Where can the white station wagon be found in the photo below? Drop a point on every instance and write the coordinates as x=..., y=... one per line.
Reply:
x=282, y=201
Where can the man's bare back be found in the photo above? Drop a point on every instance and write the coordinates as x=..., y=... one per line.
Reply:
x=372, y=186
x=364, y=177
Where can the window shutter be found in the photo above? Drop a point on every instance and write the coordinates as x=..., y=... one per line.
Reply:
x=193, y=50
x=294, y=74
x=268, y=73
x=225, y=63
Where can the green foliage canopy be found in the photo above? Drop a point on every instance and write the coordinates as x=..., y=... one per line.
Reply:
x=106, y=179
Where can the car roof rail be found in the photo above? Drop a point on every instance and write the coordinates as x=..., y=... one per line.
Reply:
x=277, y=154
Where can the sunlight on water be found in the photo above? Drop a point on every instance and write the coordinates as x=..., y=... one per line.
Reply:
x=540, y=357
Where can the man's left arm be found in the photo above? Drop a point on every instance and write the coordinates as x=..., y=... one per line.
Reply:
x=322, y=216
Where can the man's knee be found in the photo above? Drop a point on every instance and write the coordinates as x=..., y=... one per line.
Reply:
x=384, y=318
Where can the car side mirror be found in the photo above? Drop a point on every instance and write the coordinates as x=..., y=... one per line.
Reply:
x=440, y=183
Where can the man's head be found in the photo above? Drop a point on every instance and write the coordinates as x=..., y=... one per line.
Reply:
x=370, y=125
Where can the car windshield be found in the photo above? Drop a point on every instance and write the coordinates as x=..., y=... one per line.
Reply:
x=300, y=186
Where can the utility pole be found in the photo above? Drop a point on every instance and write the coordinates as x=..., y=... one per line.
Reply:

## Brief
Set down the full listing. Keep every line exact.

## Solution for this exercise
Where can the white station wagon be found in the photo below? Drop a point on every instance and write the coordinates as x=..., y=... one per line.
Reply:
x=282, y=201
Where can the man's bare back be found in the photo above? Drop a point on every instance and write the coordinates as x=..., y=... one per line.
Reply:
x=372, y=186
x=364, y=177
Where can the window shutter be found in the photo above? Drop a point on every instance and write the coordinates as x=..., y=... one per line.
Reply:
x=193, y=50
x=294, y=74
x=268, y=73
x=225, y=63
Where can the green foliage canopy be found in the photo above? Drop a point on every instance and write the coordinates as x=..., y=... one per line.
Reply:
x=106, y=179
Where can the car roof rail be found in the photo above? Drop a point on every instance and write the coordinates as x=..., y=... one per line.
Reply:
x=277, y=154
Where can the sunlight on water be found in the photo above? Drop a point on every instance and write the coordinates as x=..., y=... one per line.
Reply:
x=540, y=357
Where can the man's left arm be found in the photo above? Drop a point on every instance and write the coordinates as x=..., y=... one per line.
Reply:
x=322, y=216
Where can the man's knee be found in the photo above? Drop a point on every instance and write the coordinates as x=..., y=... one per line.
Reply:
x=384, y=318
Where can the car side mirror be found in the photo above? Drop a point on every instance and write the coordinates as x=..., y=... one per line.
Reply:
x=440, y=183
Where can the man's head be found in the photo above? Drop a point on every instance and write the coordinates as x=..., y=... one per line.
Reply:
x=370, y=125
Where can the car windshield be found in the photo above? Drop a point on every instance and write the coordinates as x=..., y=... one per line.
Reply:
x=300, y=186
Where can the utility pole be found in the photo above? Drop a point on every instance and write the coordinates as x=..., y=... one per line.
Reply:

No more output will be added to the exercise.